__TASK STATEMENT__
Rewrite the records from the line holding "knuckle, dropping a point on every instance." through the end of the records, both included, replacing "shelf-audit log" with "stock-check log" and keeping all else unchanged. Leave the pictures out of your answer.

__EXERCISE MATERIALS__

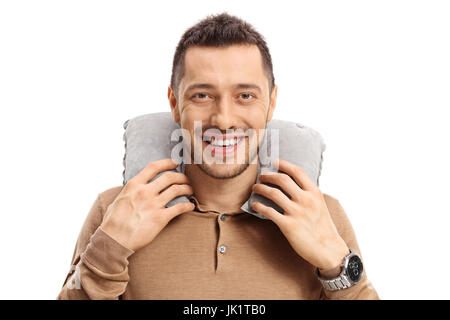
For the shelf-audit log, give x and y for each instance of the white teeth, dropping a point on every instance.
(222, 143)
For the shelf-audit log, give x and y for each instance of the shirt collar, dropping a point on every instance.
(204, 209)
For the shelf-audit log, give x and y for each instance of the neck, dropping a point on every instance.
(222, 195)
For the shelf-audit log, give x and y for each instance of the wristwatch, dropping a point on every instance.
(351, 273)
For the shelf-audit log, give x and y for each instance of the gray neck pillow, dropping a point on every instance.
(148, 138)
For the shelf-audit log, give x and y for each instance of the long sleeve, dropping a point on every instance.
(99, 267)
(364, 289)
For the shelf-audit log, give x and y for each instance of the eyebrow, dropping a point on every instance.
(236, 86)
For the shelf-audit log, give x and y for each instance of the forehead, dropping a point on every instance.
(236, 63)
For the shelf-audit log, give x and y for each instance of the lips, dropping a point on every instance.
(222, 141)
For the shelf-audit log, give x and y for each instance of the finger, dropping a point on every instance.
(273, 194)
(174, 191)
(166, 180)
(178, 209)
(297, 173)
(268, 212)
(153, 168)
(284, 181)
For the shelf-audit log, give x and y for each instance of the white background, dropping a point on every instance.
(373, 77)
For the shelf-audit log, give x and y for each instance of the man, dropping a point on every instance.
(132, 247)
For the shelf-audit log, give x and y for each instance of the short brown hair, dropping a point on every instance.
(220, 30)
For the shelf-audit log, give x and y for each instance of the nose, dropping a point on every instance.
(223, 116)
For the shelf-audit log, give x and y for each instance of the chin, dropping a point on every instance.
(223, 171)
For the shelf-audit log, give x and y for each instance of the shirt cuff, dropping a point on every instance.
(106, 254)
(330, 273)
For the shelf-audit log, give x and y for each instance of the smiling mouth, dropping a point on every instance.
(222, 143)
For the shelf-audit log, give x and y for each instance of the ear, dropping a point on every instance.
(173, 104)
(273, 102)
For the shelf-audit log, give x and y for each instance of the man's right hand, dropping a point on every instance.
(138, 213)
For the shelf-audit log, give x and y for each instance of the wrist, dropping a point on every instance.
(334, 258)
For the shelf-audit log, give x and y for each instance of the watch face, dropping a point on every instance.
(355, 268)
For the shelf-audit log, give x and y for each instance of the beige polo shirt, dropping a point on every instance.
(203, 254)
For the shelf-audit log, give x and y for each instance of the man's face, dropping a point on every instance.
(227, 92)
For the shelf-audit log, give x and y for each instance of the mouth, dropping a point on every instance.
(221, 145)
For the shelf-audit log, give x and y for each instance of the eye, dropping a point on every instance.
(246, 96)
(200, 95)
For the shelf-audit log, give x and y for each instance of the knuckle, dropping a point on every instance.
(284, 178)
(140, 193)
(299, 170)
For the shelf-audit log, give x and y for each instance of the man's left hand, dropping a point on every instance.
(306, 222)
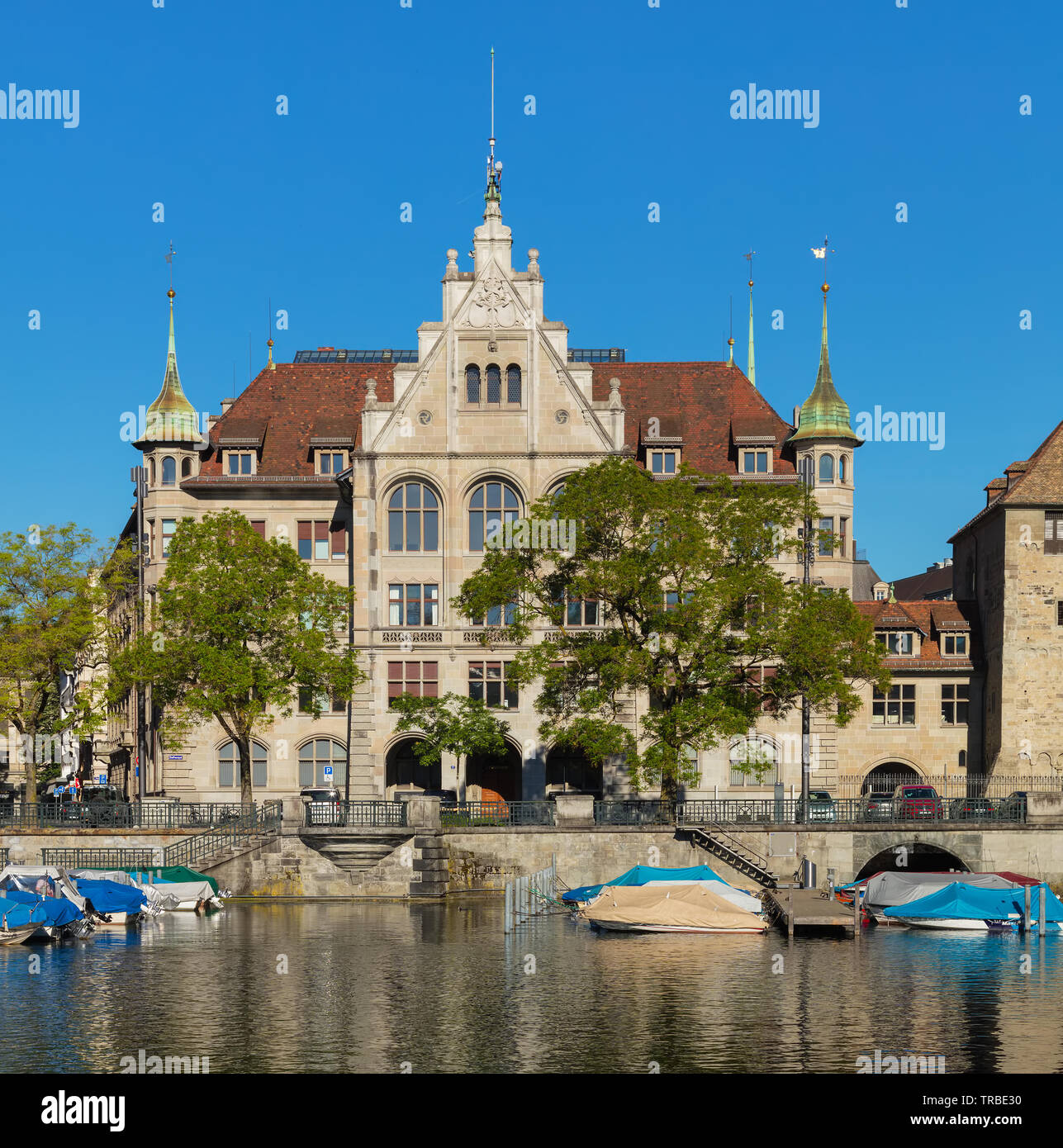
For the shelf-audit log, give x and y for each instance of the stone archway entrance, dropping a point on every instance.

__SOLUTION FOR THIS TASK__
For the stock-check log, give x and y for each instance of the knuckle, dropping a point on every instance.
(284, 178)
(140, 193)
(299, 170)
For the stock-check log, give x and y for each instance of the man's left hand, dropping a point on every instance.
(306, 222)
For the stock-check log, give x and y for each instance of the stone archway entrance, dropping a point on every instance.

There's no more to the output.